[Point localization data]
[Start of section]
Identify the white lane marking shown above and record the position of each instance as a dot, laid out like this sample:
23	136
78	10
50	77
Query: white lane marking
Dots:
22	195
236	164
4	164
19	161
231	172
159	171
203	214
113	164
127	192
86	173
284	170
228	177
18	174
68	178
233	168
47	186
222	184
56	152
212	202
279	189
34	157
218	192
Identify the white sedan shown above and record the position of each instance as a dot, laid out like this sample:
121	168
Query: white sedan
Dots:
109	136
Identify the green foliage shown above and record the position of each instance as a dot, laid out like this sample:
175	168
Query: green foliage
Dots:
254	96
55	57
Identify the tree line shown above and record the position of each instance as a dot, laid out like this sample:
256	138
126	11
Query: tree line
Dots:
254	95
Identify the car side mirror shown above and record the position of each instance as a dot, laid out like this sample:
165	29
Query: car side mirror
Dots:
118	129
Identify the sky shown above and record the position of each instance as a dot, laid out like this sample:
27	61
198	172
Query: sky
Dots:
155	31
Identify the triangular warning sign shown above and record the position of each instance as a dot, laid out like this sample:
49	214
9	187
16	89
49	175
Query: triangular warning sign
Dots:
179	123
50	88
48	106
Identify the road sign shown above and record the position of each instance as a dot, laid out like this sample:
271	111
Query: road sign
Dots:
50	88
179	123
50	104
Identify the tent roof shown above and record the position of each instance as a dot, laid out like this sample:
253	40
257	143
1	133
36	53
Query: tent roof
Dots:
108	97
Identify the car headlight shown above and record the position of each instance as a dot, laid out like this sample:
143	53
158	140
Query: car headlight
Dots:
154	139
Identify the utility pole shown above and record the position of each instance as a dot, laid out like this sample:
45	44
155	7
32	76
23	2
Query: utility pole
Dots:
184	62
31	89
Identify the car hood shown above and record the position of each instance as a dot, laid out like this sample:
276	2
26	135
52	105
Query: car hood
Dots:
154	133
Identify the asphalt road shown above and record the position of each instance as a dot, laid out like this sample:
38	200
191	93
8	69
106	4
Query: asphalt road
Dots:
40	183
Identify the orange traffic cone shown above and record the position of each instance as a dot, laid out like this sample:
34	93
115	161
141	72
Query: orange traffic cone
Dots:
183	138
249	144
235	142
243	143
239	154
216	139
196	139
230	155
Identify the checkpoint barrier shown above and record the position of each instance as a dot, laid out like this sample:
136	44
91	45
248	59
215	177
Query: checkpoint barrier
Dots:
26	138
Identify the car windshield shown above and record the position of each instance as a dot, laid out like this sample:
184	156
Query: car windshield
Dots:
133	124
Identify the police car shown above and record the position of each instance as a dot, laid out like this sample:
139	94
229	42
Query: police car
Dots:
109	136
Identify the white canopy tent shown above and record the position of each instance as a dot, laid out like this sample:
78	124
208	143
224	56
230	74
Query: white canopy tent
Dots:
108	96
[End of section]
# [Aim of the task]
Copy out every line in the entries above that holds "side".

# [Answer]
Identify the car side mirror shown above and record the position of each instance as a dot, laid out like this sample:
Query: car side mirror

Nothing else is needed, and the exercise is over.